Чтение онлайн

ЖАНРЫ

Владислав Ходасевич. Чающий и говорящий
Шрифт:
…Он ничего не слышит, Но мне мешать не хочет и досады Старается не выказать. Забавно: Стоит он посреди двора, боясь нарушить Неслышную симфонию. И жалко Мне наконец становится его. Я объявляю: «Кончилось». Мы снова За топоры беремся. Тук! Тук! Тук!.. А небо Такое же высокое, и так же В нем ангелы пернатые сияют.

Такова новая формула отношений между «поэтическим» и «человеческим», которая лежит в основе новых стихов Ходасевича. Поэт и «просто человек» (или — поэт и человек внутри одной личности) в лучшем случае взаимно учтивы, стараются друг друга не обидеть, но подлинное

взаимопонимание между ними невозможно. Договор с «малым миром», заключенный в дни «Счастливого домика», расторгнут.

Задание :: Перепишите слово в слово весь текст о стихах Ходасевича, приведенный выше.

Фрагменты данных разметки местоположений:
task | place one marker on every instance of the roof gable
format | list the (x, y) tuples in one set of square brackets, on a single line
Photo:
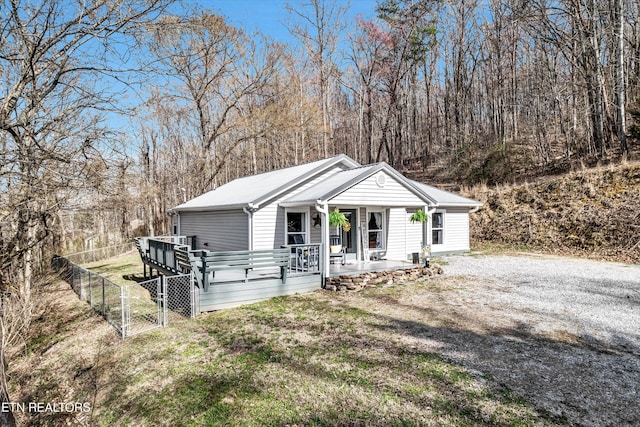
[(345, 181), (255, 190)]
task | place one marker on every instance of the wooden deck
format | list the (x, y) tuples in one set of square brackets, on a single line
[(230, 279), (359, 267)]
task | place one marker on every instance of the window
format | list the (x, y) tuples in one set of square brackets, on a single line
[(437, 228), (375, 230), (296, 228)]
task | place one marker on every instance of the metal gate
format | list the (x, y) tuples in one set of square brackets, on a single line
[(180, 296), (143, 307)]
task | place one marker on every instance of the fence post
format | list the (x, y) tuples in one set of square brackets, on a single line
[(192, 293), (123, 326), (165, 300), (102, 311)]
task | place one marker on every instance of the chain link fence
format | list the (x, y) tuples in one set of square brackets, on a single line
[(133, 308), (100, 253)]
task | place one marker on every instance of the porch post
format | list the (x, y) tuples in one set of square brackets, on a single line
[(323, 208)]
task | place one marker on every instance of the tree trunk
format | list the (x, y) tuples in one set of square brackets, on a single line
[(6, 417)]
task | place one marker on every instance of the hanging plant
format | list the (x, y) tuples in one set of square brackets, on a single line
[(419, 216), (338, 219)]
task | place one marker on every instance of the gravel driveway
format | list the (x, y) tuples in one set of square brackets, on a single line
[(563, 333)]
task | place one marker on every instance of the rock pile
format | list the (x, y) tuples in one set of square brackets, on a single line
[(373, 279)]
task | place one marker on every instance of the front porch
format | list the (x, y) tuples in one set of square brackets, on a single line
[(360, 267)]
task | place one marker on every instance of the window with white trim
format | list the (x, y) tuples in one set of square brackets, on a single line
[(296, 228), (437, 228), (375, 229)]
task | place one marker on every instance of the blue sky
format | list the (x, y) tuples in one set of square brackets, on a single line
[(269, 16)]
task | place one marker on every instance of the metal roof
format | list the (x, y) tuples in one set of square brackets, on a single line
[(253, 190), (336, 184), (446, 198)]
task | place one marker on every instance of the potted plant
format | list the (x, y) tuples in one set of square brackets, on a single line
[(419, 216), (339, 220)]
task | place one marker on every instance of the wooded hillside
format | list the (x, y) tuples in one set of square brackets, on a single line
[(593, 213)]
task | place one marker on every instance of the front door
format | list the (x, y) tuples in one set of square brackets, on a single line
[(349, 238)]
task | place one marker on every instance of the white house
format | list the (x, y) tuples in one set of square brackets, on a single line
[(290, 207)]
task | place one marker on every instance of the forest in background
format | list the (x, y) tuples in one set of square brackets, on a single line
[(113, 111)]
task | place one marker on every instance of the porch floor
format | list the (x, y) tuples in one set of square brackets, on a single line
[(354, 268)]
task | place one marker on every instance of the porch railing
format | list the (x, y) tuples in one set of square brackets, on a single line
[(160, 249), (305, 258)]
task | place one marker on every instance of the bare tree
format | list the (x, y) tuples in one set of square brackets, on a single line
[(214, 68), (52, 56), (318, 27)]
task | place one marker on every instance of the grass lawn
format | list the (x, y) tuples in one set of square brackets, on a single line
[(320, 359)]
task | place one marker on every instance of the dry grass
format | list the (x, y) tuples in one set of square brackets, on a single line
[(591, 213), (367, 358)]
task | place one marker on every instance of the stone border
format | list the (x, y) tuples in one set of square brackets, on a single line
[(372, 279)]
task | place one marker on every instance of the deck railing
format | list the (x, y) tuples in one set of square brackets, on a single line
[(172, 254), (305, 258), (160, 249)]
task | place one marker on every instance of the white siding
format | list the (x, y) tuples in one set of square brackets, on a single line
[(222, 230), (456, 231), (268, 227), (414, 235), (268, 222), (395, 234), (404, 238), (369, 193)]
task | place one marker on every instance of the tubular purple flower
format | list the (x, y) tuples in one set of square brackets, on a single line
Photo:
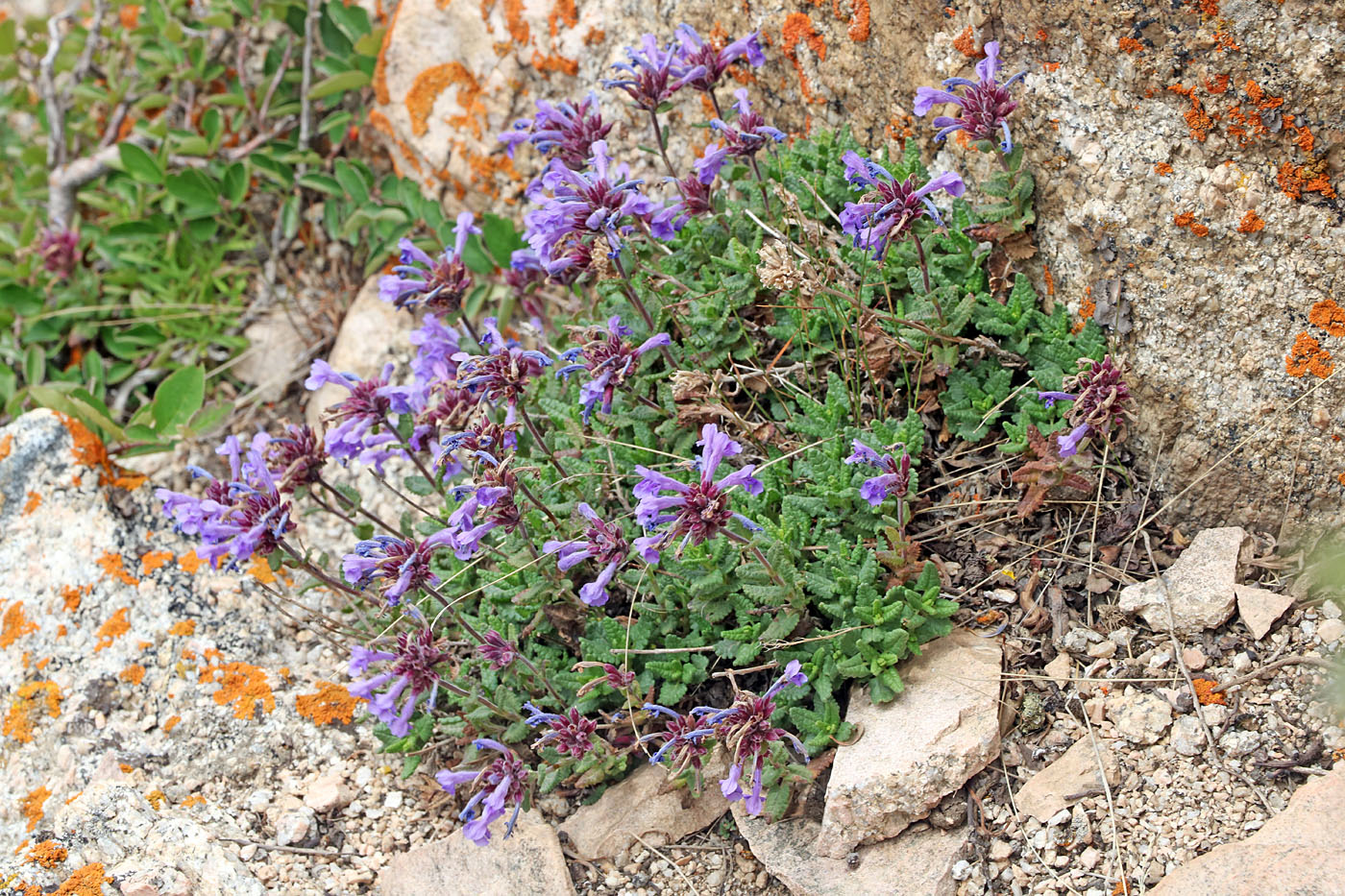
[(439, 284), (412, 673), (894, 479), (699, 510), (890, 206), (715, 58), (985, 103)]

Ответ к заданию ::
Чтение онлайн

ЖАНРЫ

Владислав Ходасевич. Чающий и говорящий
Шрифт:
…Он ничего не слышит, Но мне мешать не хочет и досады Старается не выказать. Забавно: Стоит он посреди двора, боясь нарушить Неслышную симфонию. И жалко Мне наконец становится его. Я объявляю: «Кончилось». Мы снова За топоры беремся. Тук! Тук! Тук!.. А небо Такое же высокое, и так же В нем ангелы пернатые сияют.

Такова новая формула отношений между «поэтическим» и «человеческим», которая лежит в основе новых стихов Ходасевича. Поэт и «просто человек» (или — поэт и человек внутри одной личности) в лучшем случае взаимно учтивы, стараются друг друга не обидеть, но подлинное

взаимопонимание между ними невозможно. Договор с «малым миром», заключенный в дни «Счастливого домика», расторгнут.